**Task instructions**
a - List every game named in the forum thread about The Saboteur loading freeze.
b - From the forum thread about The Saboteur loading freeze, reproduce the text between "## Ke1N (Dec" and "the same problem.", inclusive.
c - Write the next part of the forum thread about The Saboteur loading freeze, picking up after its final line.

# Solved: The Saboteur loading freeze !



## Ke1N (Dec 2, 2009)

Hello i have a problem with that game i just install the game and load it for the first time and it just freeze at loading screen.I can't just do anything else except restarting the PC.I have this problem also with Red Faction : Guerilla - which i can't play exactly for that reason and the Avatar demo which didn't load also.I tryed and force on VSync from my Nvidia Control Panel but didn't work also.Try to stop Xfire but didn't work also.My video card is Nvidia GeFORCE 9800GT with the latest drivers.
Hope somebody can resolve this, i'm using Windows Vista 32 Bit SP1
Thanks!


----------



## dontek (Dec 3, 2009)

I have an nvidia 7800 gt and have the same problem.

What I did was once the game was started, I brought up the Task Manager,
right clicked on the saboteur.exe and switched it to High priority(dont go realtime). Seems to work every time. 

It could be an AMD problem (AMD 6400 single core).

Hope this helps, cheers!


----------



## dontek (Dec 3, 2009)

[Dataset entries]

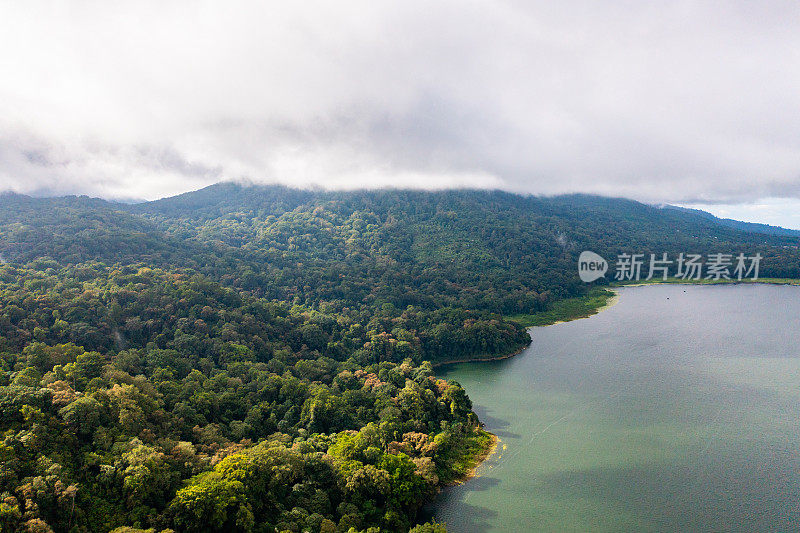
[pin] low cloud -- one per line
(686, 102)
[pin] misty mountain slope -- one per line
(466, 248)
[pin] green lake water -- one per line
(677, 409)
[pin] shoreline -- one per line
(610, 302)
(480, 359)
(492, 448)
(479, 460)
(760, 281)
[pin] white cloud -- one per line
(668, 102)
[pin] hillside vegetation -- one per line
(260, 358)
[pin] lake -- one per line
(677, 409)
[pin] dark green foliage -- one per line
(259, 358)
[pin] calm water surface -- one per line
(678, 409)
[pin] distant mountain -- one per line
(467, 248)
(751, 227)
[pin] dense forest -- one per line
(250, 358)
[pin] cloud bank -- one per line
(668, 102)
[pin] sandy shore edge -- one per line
(479, 460)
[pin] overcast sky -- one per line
(680, 102)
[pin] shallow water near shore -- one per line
(678, 409)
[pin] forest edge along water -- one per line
(725, 459)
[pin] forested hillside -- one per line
(259, 358)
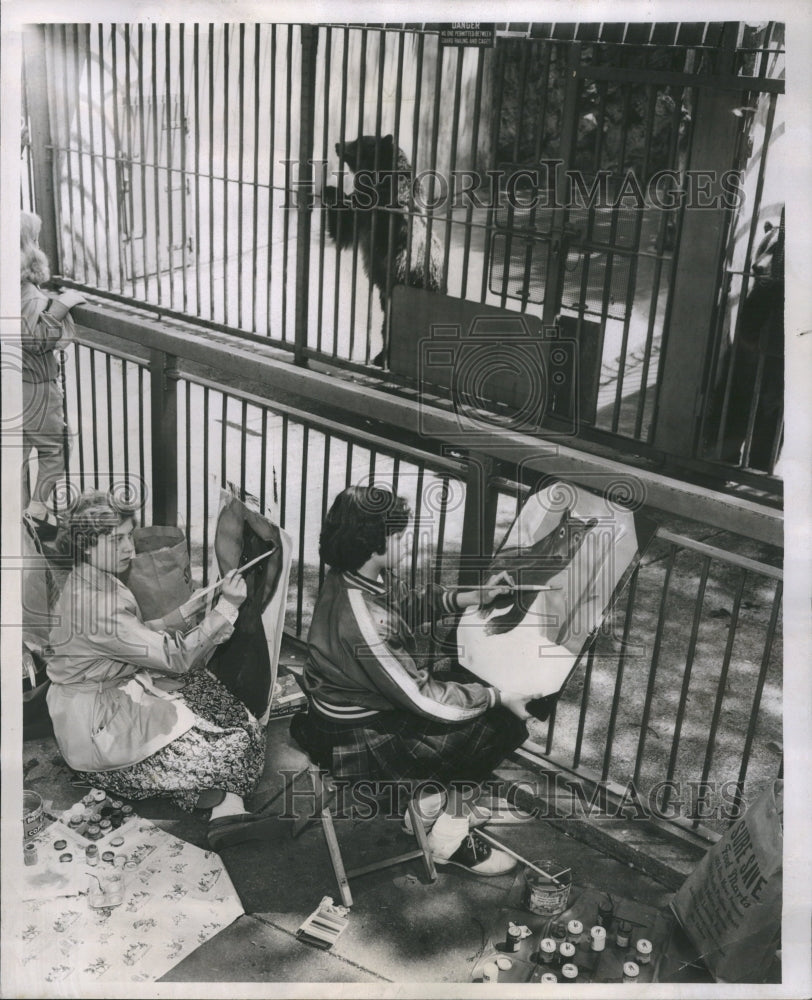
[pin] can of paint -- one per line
(490, 973)
(547, 950)
(630, 972)
(623, 934)
(542, 895)
(32, 814)
(574, 931)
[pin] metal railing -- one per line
(682, 686)
(189, 164)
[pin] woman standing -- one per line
(133, 708)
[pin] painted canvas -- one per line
(569, 552)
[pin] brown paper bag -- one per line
(730, 905)
(159, 576)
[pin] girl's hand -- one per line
(234, 589)
(496, 586)
(517, 703)
(195, 603)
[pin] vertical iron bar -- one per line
(170, 172)
(184, 180)
(579, 737)
(226, 114)
(762, 676)
(271, 188)
(621, 665)
(240, 165)
(206, 425)
(721, 687)
(302, 519)
(164, 423)
(686, 680)
(469, 208)
(655, 658)
(93, 418)
(307, 119)
(156, 186)
(255, 205)
(142, 472)
(107, 222)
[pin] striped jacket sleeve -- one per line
(390, 670)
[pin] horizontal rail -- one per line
(733, 558)
(544, 454)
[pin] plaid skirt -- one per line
(402, 746)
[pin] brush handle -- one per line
(503, 847)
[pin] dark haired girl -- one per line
(374, 714)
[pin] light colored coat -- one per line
(112, 698)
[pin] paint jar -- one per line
(32, 814)
(606, 914)
(542, 895)
(623, 934)
(490, 973)
(547, 950)
(105, 890)
(569, 972)
(574, 931)
(630, 972)
(513, 938)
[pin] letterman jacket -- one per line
(361, 653)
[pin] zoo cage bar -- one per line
(181, 168)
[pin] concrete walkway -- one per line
(401, 929)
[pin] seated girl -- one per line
(373, 713)
(134, 709)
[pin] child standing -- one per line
(46, 320)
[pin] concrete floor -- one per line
(401, 929)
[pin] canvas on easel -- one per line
(570, 552)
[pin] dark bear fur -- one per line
(383, 198)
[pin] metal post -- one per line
(36, 78)
(164, 414)
(479, 520)
(304, 193)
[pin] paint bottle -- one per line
(547, 949)
(630, 972)
(574, 931)
(513, 938)
(623, 934)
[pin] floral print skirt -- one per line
(224, 749)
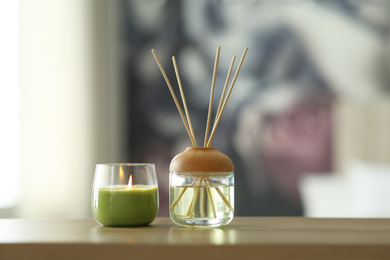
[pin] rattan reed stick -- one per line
(174, 97)
(212, 95)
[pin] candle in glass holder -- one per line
(125, 205)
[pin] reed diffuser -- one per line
(202, 178)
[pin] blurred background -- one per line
(307, 125)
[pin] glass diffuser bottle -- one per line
(201, 188)
(201, 178)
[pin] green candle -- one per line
(123, 206)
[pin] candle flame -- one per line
(130, 182)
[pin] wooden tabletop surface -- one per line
(244, 238)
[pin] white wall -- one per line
(70, 89)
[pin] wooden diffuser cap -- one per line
(201, 159)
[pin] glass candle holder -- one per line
(125, 195)
(201, 188)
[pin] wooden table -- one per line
(244, 238)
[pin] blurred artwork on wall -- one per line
(303, 57)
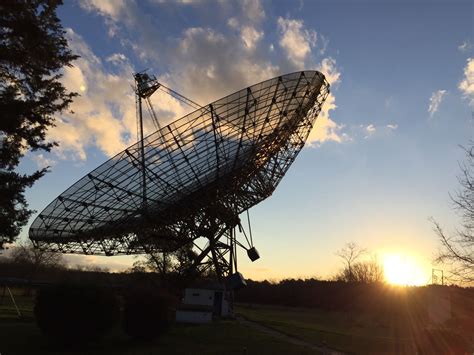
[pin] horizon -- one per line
(381, 159)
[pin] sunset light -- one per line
(403, 270)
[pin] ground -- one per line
(22, 336)
(360, 333)
(259, 329)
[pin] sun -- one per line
(402, 270)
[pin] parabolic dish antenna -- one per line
(190, 179)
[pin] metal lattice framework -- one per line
(189, 179)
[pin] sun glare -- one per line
(401, 270)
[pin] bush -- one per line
(147, 313)
(73, 313)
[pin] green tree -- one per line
(33, 50)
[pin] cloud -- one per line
(103, 116)
(465, 46)
(253, 10)
(466, 86)
(295, 40)
(216, 68)
(250, 37)
(41, 161)
(435, 100)
(206, 63)
(109, 8)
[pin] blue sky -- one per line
(382, 157)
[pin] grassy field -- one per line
(224, 337)
(352, 333)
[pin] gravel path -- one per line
(285, 337)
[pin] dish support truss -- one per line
(191, 179)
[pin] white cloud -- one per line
(203, 64)
(329, 69)
(465, 46)
(296, 41)
(108, 8)
(117, 58)
(253, 10)
(325, 129)
(41, 161)
(104, 114)
(435, 100)
(467, 84)
(233, 23)
(213, 52)
(250, 36)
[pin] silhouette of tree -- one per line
(33, 50)
(457, 250)
(366, 271)
(350, 254)
(27, 255)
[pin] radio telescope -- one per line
(190, 179)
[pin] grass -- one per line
(348, 332)
(22, 336)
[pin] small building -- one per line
(203, 304)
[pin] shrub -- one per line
(73, 313)
(147, 313)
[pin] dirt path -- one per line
(285, 337)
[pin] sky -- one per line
(383, 155)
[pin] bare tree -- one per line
(366, 271)
(350, 254)
(457, 250)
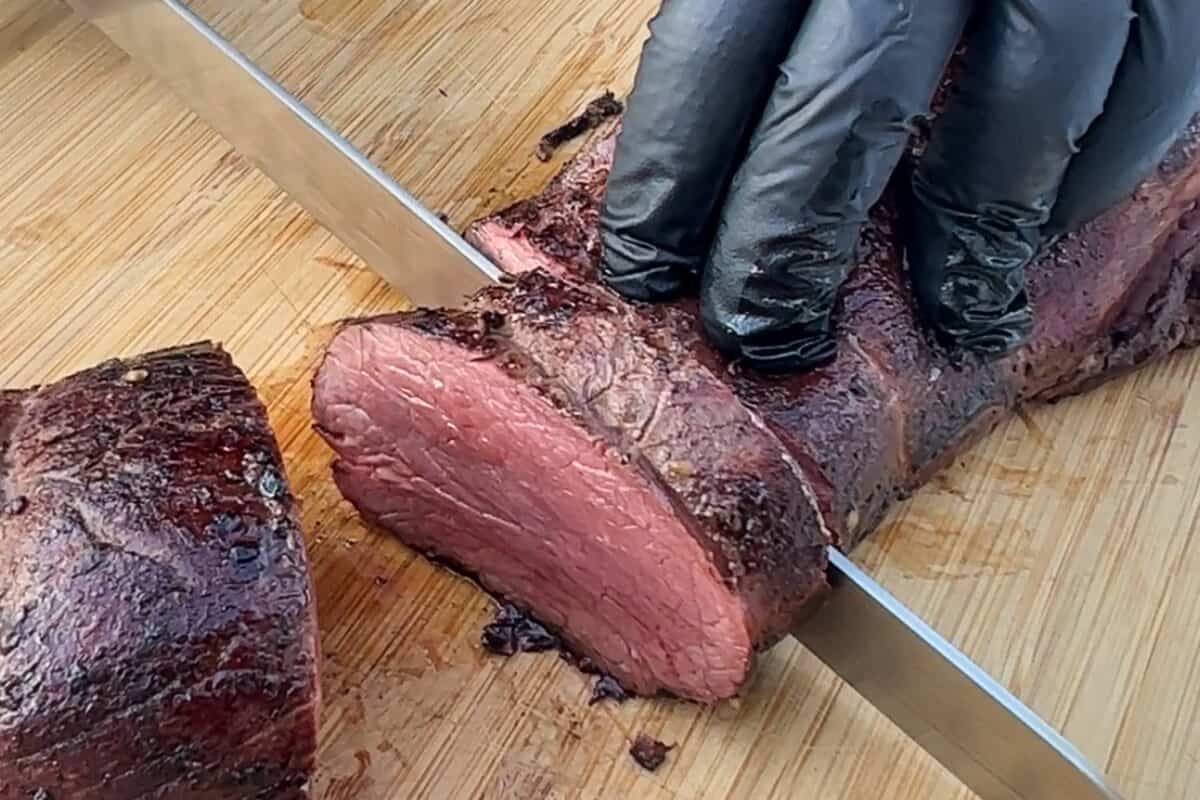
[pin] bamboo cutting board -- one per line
(1059, 553)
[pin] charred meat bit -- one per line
(593, 116)
(607, 689)
(649, 752)
(514, 631)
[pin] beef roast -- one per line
(157, 631)
(594, 461)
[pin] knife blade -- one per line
(983, 734)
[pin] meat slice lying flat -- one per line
(595, 462)
(157, 631)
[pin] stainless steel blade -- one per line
(955, 711)
(967, 721)
(397, 238)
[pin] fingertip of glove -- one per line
(641, 271)
(774, 355)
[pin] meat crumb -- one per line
(607, 689)
(649, 752)
(514, 631)
(597, 112)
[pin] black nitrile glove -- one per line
(761, 131)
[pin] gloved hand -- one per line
(760, 132)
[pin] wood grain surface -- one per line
(1059, 553)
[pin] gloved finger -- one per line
(703, 76)
(1036, 77)
(858, 76)
(1157, 90)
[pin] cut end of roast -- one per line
(157, 625)
(456, 441)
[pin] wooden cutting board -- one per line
(1059, 553)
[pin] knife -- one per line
(949, 707)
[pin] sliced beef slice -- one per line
(603, 479)
(594, 461)
(157, 629)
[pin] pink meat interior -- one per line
(531, 500)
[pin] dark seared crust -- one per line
(894, 407)
(157, 625)
(633, 374)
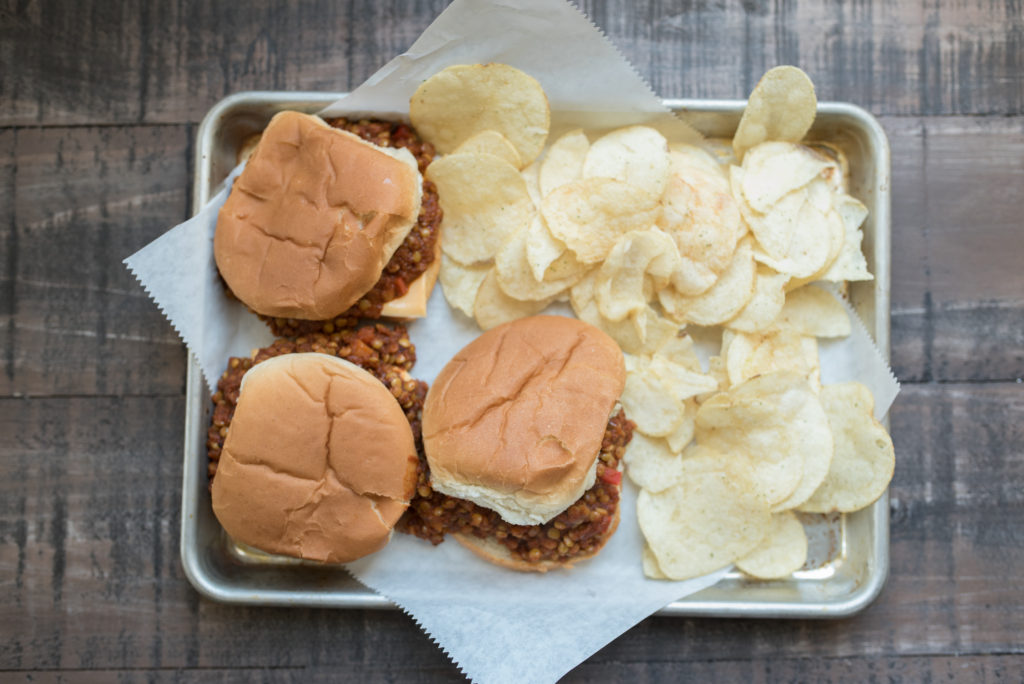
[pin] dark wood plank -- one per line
(83, 200)
(168, 62)
(957, 286)
(91, 579)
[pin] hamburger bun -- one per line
(515, 421)
(491, 550)
(313, 218)
(318, 462)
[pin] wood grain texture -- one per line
(167, 62)
(83, 200)
(89, 575)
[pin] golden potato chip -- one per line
(638, 265)
(484, 201)
(765, 304)
(757, 353)
(651, 464)
(649, 404)
(772, 170)
(460, 283)
(489, 142)
(864, 457)
(850, 263)
(493, 307)
(636, 155)
(464, 99)
(563, 162)
(641, 333)
(704, 220)
(515, 276)
(712, 516)
(683, 434)
(782, 552)
(781, 107)
(811, 310)
(773, 421)
(723, 301)
(591, 215)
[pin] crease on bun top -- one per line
(515, 421)
(313, 218)
(318, 463)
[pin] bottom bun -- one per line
(495, 552)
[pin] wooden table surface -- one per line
(99, 102)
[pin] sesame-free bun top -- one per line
(515, 421)
(318, 462)
(313, 218)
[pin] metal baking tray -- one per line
(848, 554)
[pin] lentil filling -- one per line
(385, 352)
(578, 531)
(412, 257)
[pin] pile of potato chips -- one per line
(645, 238)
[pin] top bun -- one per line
(313, 218)
(318, 462)
(515, 421)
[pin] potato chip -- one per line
(563, 162)
(649, 404)
(684, 157)
(864, 457)
(493, 307)
(460, 283)
(638, 265)
(489, 142)
(651, 464)
(515, 276)
(705, 521)
(766, 302)
(484, 201)
(781, 107)
(591, 215)
(464, 99)
(772, 421)
(850, 263)
(641, 333)
(704, 220)
(723, 301)
(636, 155)
(772, 170)
(752, 354)
(811, 310)
(782, 552)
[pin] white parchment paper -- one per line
(498, 626)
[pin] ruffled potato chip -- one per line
(636, 155)
(781, 107)
(712, 516)
(864, 458)
(484, 201)
(723, 301)
(811, 310)
(460, 283)
(464, 99)
(781, 553)
(493, 307)
(563, 162)
(773, 421)
(638, 265)
(592, 214)
(489, 142)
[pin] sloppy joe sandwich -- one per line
(522, 435)
(314, 218)
(318, 462)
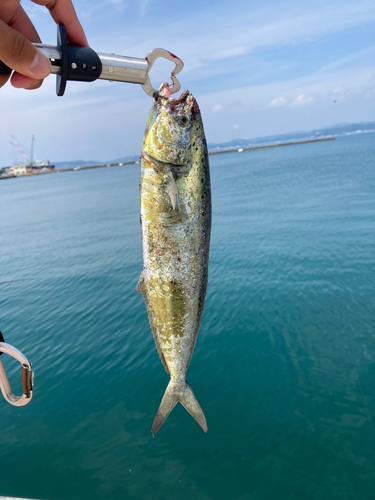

**Responses**
a -
The Saboteur
Red Faction : Guerilla
Avatar (demo)

b -
## Ke1N (Dec 2, 2009)

Hello i have a problem with that game i just install the game and load it for the first time and it just freeze at loading screen.I can't just do anything else except restarting the PC.I have this problem also with Red Faction : Guerilla - which i can't play exactly for that reason and the Avatar demo which didn't load also.I tryed and force on VSync from my Nvidia Control Panel but didn't work also.Try to stop Xfire but didn't work also.My video card is Nvidia GeFORCE 9800GT with the latest drivers.
Hope somebody can resolve this, i'm using Windows Vista 32 Bit SP1
Thanks!


----------



## dontek (Dec 3, 2009)

I have an nvidia 7800 gt and have the same problem.

c -
Fix 1-ATI CARD USERS 
Quote: 1- open game from saboteur.exe
2- Alt Ctrl delete Go to ur task manager under the processes Tab find Saboteur.exe
3-Right Click on it and select set priority and change it to Real Time
4- Right Click again on saboteur.exe and choose Set affinity and mark CPU1 only ... For quad core Mark cpu3 only
5- go back to game should be fixed . Fix 2-NVIDIA AND ATI USERS 

Quote: 1- go to my documentMygamesThe Saboteur Save game Congif.txt
2- find the refresh rate and make it 60
3- find vysinc and change it to 0
4-write this line under the vysinc line Windowed 1 without the quotes
5- FileSave ... FileExit
6- Run Game it should work Fix 3-NVIDIA USERS


----------



## Ke1N (Dec 2, 2009)

For me it was fixed by installing Windows 7 X64.
But thanks for the feedback !
Also i can now run Avatar Demo and Red Faction with no problems !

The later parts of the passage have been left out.